* AVAILABLE RECORDS

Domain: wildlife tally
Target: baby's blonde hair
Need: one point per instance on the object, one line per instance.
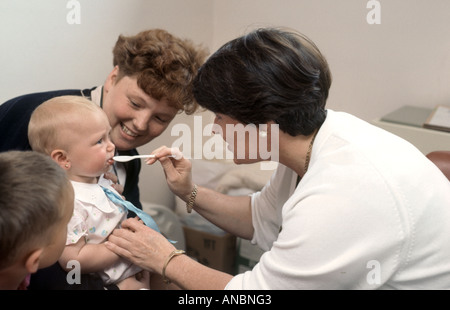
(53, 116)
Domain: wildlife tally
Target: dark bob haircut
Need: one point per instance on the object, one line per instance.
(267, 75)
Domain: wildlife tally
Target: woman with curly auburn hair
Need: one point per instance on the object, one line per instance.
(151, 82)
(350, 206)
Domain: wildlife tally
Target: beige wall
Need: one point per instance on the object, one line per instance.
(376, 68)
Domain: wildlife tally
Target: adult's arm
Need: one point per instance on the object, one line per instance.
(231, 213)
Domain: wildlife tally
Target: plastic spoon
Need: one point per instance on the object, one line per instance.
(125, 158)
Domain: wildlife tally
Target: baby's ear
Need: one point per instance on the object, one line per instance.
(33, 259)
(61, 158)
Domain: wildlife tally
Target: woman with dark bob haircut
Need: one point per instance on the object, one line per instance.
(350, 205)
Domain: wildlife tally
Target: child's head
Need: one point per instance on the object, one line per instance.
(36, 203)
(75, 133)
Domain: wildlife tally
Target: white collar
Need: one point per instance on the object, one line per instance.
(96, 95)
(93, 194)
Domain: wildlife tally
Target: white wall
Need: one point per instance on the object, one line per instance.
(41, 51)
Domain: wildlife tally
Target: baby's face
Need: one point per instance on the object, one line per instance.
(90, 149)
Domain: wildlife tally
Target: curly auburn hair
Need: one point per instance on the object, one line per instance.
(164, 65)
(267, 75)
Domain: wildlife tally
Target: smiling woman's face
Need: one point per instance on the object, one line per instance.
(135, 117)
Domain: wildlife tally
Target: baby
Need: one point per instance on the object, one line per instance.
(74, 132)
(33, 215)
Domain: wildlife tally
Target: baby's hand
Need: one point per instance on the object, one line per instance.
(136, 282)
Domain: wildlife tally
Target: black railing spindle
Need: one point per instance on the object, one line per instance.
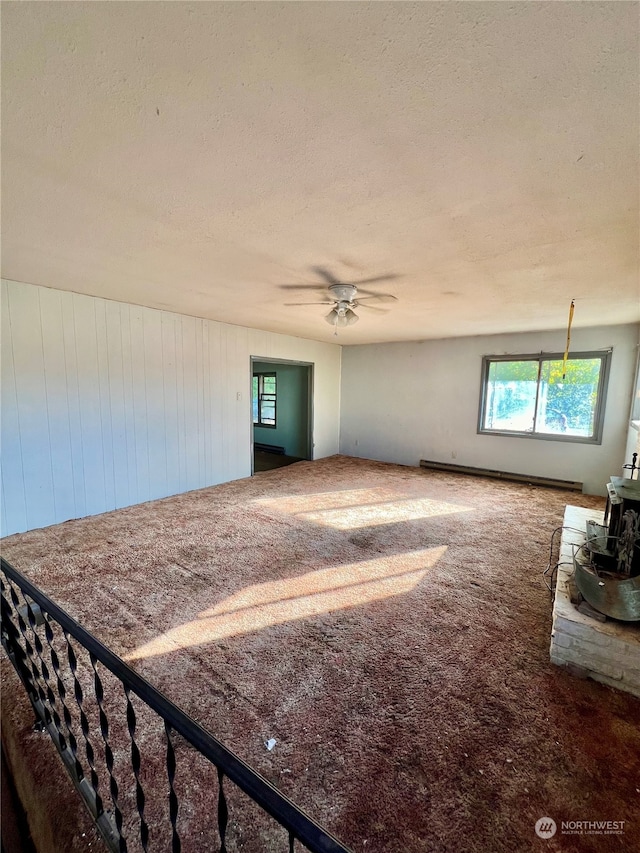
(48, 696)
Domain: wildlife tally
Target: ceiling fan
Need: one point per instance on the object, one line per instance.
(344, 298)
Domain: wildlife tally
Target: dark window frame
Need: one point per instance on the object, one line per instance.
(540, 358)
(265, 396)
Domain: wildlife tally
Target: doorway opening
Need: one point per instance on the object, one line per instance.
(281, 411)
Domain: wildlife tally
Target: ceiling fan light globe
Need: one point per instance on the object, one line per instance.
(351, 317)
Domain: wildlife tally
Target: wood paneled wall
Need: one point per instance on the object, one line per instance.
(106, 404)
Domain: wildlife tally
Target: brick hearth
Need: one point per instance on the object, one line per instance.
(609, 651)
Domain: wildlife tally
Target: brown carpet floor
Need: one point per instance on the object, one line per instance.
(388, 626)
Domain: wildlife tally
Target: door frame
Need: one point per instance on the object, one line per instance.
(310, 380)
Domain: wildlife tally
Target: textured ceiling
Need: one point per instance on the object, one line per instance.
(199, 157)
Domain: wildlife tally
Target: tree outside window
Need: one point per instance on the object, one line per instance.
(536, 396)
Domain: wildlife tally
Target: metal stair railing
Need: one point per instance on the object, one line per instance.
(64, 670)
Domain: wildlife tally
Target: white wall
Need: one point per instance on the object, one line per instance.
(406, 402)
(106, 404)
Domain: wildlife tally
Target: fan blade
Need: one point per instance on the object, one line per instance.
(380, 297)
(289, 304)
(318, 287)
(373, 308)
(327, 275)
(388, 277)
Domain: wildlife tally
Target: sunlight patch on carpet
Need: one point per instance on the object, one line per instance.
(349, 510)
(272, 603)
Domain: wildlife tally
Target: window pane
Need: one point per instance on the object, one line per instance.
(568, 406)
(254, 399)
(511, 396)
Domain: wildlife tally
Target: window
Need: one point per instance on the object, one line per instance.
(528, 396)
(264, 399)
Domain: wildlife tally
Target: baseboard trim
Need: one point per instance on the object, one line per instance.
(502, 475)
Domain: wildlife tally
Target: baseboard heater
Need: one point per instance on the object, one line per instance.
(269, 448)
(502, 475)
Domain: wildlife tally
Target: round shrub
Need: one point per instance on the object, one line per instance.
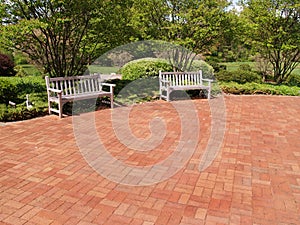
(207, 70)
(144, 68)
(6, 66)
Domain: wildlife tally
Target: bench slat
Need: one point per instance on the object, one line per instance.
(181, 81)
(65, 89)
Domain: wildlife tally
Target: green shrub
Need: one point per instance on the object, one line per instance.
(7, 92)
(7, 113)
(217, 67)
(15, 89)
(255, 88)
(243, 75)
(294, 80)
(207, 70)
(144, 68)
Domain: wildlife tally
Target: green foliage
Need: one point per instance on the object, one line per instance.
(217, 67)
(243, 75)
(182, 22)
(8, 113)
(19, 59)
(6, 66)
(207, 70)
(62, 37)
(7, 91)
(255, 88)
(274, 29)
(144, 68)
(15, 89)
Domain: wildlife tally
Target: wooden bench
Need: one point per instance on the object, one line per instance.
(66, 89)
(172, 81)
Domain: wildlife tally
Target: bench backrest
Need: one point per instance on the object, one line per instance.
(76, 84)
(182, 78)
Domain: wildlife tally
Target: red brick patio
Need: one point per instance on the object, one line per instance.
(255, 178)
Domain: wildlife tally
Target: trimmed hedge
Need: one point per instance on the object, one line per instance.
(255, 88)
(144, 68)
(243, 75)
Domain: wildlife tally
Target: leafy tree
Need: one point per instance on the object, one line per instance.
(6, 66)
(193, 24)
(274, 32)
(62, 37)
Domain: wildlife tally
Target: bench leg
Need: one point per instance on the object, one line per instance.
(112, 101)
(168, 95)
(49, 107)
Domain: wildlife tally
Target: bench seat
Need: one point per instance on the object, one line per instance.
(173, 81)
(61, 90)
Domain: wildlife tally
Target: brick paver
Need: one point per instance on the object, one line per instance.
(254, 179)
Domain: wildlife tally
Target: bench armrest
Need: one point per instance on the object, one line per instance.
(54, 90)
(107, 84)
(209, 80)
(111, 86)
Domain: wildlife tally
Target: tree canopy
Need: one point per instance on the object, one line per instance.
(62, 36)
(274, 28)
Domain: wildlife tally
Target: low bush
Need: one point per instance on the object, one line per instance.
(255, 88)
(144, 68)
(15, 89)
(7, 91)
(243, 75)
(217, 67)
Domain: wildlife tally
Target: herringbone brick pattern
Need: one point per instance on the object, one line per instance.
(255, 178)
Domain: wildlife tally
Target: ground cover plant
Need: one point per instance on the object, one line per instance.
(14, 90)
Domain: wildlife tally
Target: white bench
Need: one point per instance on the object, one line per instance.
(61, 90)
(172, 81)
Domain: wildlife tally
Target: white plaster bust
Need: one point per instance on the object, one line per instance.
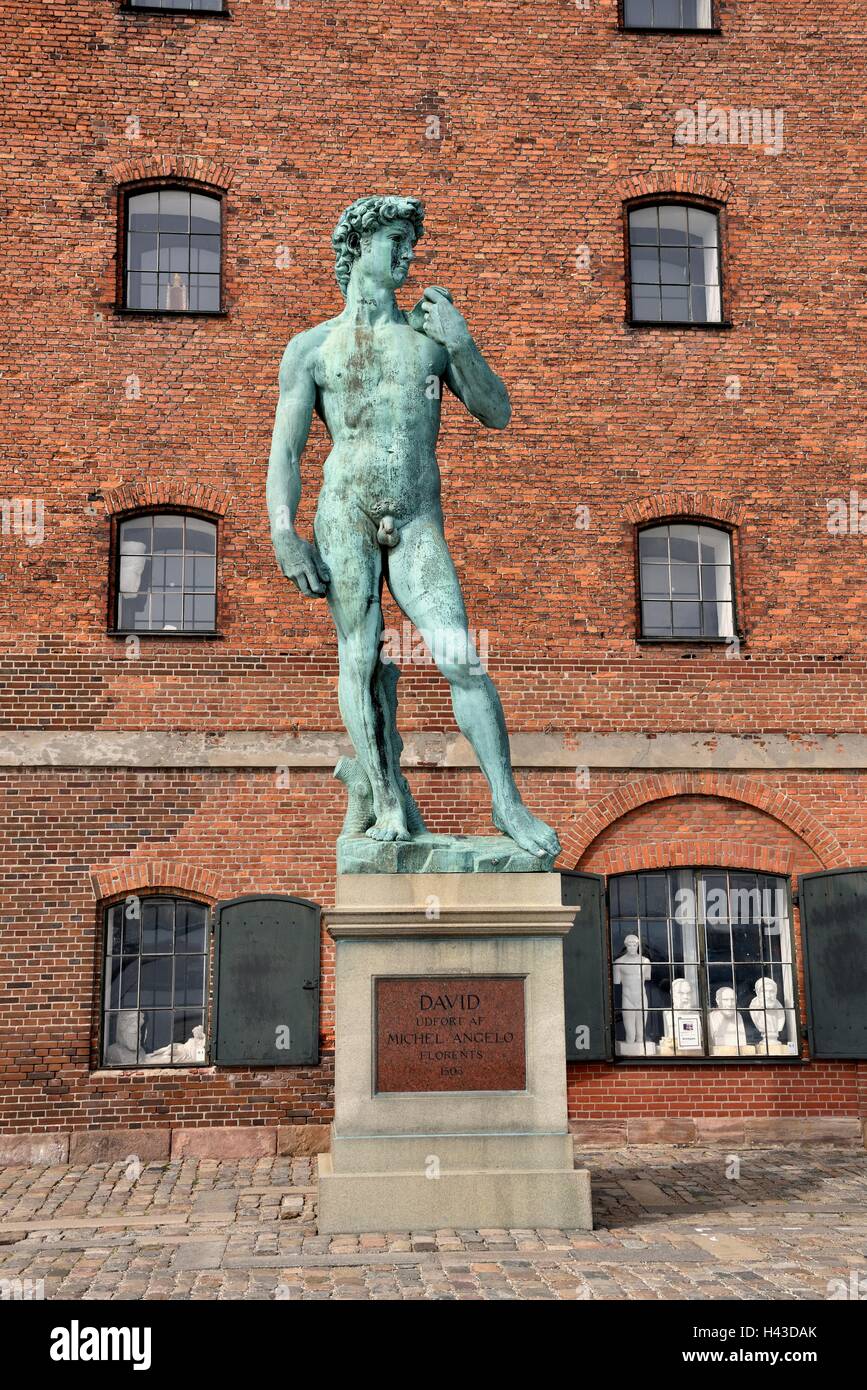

* PROBLEM TO WORK ON
Apart from the images, everything in the records must be repeated exactly.

* YOUR SOLUTION
Domain: wildlife tally
Target: baby's blonde hair
Need: one point per instance on the object, one line per instance.
(53, 116)
Domain: wildlife tally
Target: dark bob haircut
Need: one point per instance on the object, one line per instance.
(267, 75)
Domain: wildlife tally
Target: woman with curly auburn hair
Need: one point per instance on the object, one line per instance.
(151, 82)
(350, 206)
Domain: wildlife tally
Target: beige wall
Need: one point per instance on the object, one line per instance.
(376, 68)
Domain: wildlife tally
Target: adult's arm
Need: one point per instance on the object, one line per instance.
(231, 213)
Domain: wildlife tally
Target: plastic spoon
Need: one point per instance on the object, one line per instance.
(125, 158)
Domain: wildlife tally
Target: baby's ear
Need: one point per instance on the object, one line per instance.
(33, 259)
(61, 158)
Domain: wildlife tally
Target: woman with dark bob haircut
Need: one point per instance on the object, one line per instance.
(350, 205)
Domain: wildlife tally
Target: child's head
Need: one point per instance on the object, one line per instance.
(36, 203)
(75, 133)
Domain: wildlife tally
Target: white collar
Need: one point per instance on the object, one line per instance.
(96, 95)
(93, 194)
Domain: wildlife tally
Target: white wall
Need: one point per instance on the object, one line per instance.
(41, 51)
Domain: wildlife tally
Target: baby's face
Need: one point per instance on the object, one line per instance.
(90, 149)
Domain: wildlife tally
Target: curly auburn hair
Need: one point per instance on the object, one line per instance.
(164, 65)
(267, 75)
Domain: wildlife tally
Target: smiling woman's face
Need: one point per instance on the object, one line per instance.
(135, 117)
Domain: wildlife tally
Target: baby
Need: one point per instance on the object, one line per instance.
(74, 132)
(33, 215)
Domain: wildlife tally
Target: baby's hand
Need: one point per instance on the object, one line per instance.
(136, 282)
Domain: wildlife tally
Target: black railing spindle
Need: one point per instance on the object, one line per instance.
(48, 696)
Domain: wildlife tally
Target: ceiling fan
Need: one point per instance on the object, one line per instance.
(344, 298)
Domain: wildlife tally
Target: dark window frame
Need: one point per instance on the object, one line per instance.
(540, 358)
(265, 396)
Domain: wildlife tally
Target: doorway opening
Need: one point per instance on the object, one line per instance.
(281, 411)
Domain: wildlife tally
Target: ceiling fan light globe
Need: one point per instance on the object, one line per instance.
(351, 317)
Domain: wildlife tally
Target: wood paneled wall
Need: one point per instance on the object, one line per instance.
(106, 404)
Domain: wildlife tally
Target: brick hearth
Need: one point per instance on the object, one line per instance.
(609, 651)
Domain: wildlife tally
Target: brown carpet floor
Need: one point per instance on the object, one line per instance.
(388, 626)
Domain: wildlife tally
Target: door frame
Need: one point per instance on the object, one line per instance.
(310, 380)
Domain: wildlife tally
Target: textured ceiling
Need: one point per instance on the object, one line per instance.
(199, 157)
Domain: wildlife tally
Target: tree outside window
Need: one point per instance on the object, one line per instance.
(536, 396)
Domain: wildlife tally
Target: metal stair railing
Need: one point per instance on the object, one line per instance.
(64, 670)
Domain: wildlife tally
Target: white wall
Need: one point per instance on the object, one line per instance.
(406, 402)
(106, 404)
Domain: wildlife tally
Target: fan blade
Need: one point per instance on the object, one line per instance.
(380, 297)
(289, 304)
(318, 287)
(373, 308)
(327, 275)
(388, 277)
Domain: wildlife tally
Target: sunlight patch on carpet
Need: one point per instance on the object, one line per instance.
(349, 510)
(272, 603)
Domain: wildlife tally
Target: window pane
Need: one point per instance on the object, one line per instance.
(568, 406)
(254, 399)
(511, 396)
Domain: wildlife tally
Target: window
Need: one point per instance on the object, one line per instance.
(528, 396)
(264, 399)
Domain: wildlife tally
Target: baseboard trim
Need: one point per instance on the object, one line per instance.
(502, 475)
Domain: wildlife tally
Target: baseboard heater
Need: one point per instance on the object, one line per instance.
(269, 448)
(502, 475)
Domain: wildlife tally
Target: round shrub
Need: one point per instance on the object, one line per instance.
(207, 70)
(144, 68)
(6, 66)
Domain: wildlife tally
Target: bench slat
Need: one point per instance on the object, one line per instance.
(181, 81)
(65, 89)
Domain: wildlife tally
Target: green shrub
Need: one point per instance on the object, one line per instance.
(7, 92)
(7, 113)
(217, 67)
(15, 89)
(255, 88)
(243, 75)
(294, 80)
(207, 70)
(144, 68)
Domain: wildlife tally
Target: green foliage
Need: one point per instance on the object, one line per instance.
(217, 67)
(243, 75)
(182, 22)
(8, 113)
(19, 59)
(6, 66)
(207, 70)
(62, 37)
(7, 91)
(255, 88)
(274, 29)
(144, 68)
(15, 89)
Domain: wildlife tally
Target: wooden bench
Need: one point per instance on the object, one line per instance.
(66, 89)
(172, 81)
Domain: wildlife tally
Target: bench backrest
Need: one point per instance on the object, one line per instance.
(76, 84)
(182, 78)
Domain: wildlife tally
Target: red brick patio
Need: one point per instance on the object, one line per instance.
(255, 178)
Domain: wildlife tally
Target: trimmed hedge
Need: one point per instance on the object, one line per instance.
(255, 88)
(144, 68)
(243, 75)
Domain: wildlife tally
Target: leafy tree
Need: one point per instance on the object, one line per instance.
(6, 66)
(193, 24)
(274, 32)
(62, 37)
Domain: wildlife tally
Target: bench leg
Need: one point per instance on the object, one line per instance.
(112, 101)
(168, 95)
(49, 107)
Domain: wildlife tally
Target: bench seat
Need: one point per instance on the object, one line per instance.
(173, 81)
(61, 90)
Domain: wildlife tally
Target: brick paver
Need: one point per instance on the object, one line per instance.
(254, 179)
Domain: wildlife tally
Target: bench armrest
Need: one point per instance on the object, one line per instance.
(54, 90)
(107, 84)
(209, 80)
(111, 86)
Domain: wildlife tally
Target: tree canopy
Need: one point per instance on the object, one line per instance.
(62, 36)
(274, 28)
Domain: wildlife tally
Target: low bush
Need: one point per instance on the object, one line per instance.
(255, 88)
(144, 68)
(15, 89)
(7, 91)
(243, 75)
(217, 67)
Domain: wildlife tally
Target: herringbone brick pattern
Need: one point per instance on the object, one line per instance.
(255, 178)
Domain: wildlife tally
Target: ground cover plant
Need: one point per instance on the object, one line per instance.
(14, 90)
Domain: wildlife tally
Target: white bench
Need: one point per instance on the object, one line per instance.
(61, 90)
(172, 81)
Domain: wildlife tally
Target: white plaster bust
Need: one point per instance on the object, one line per instance.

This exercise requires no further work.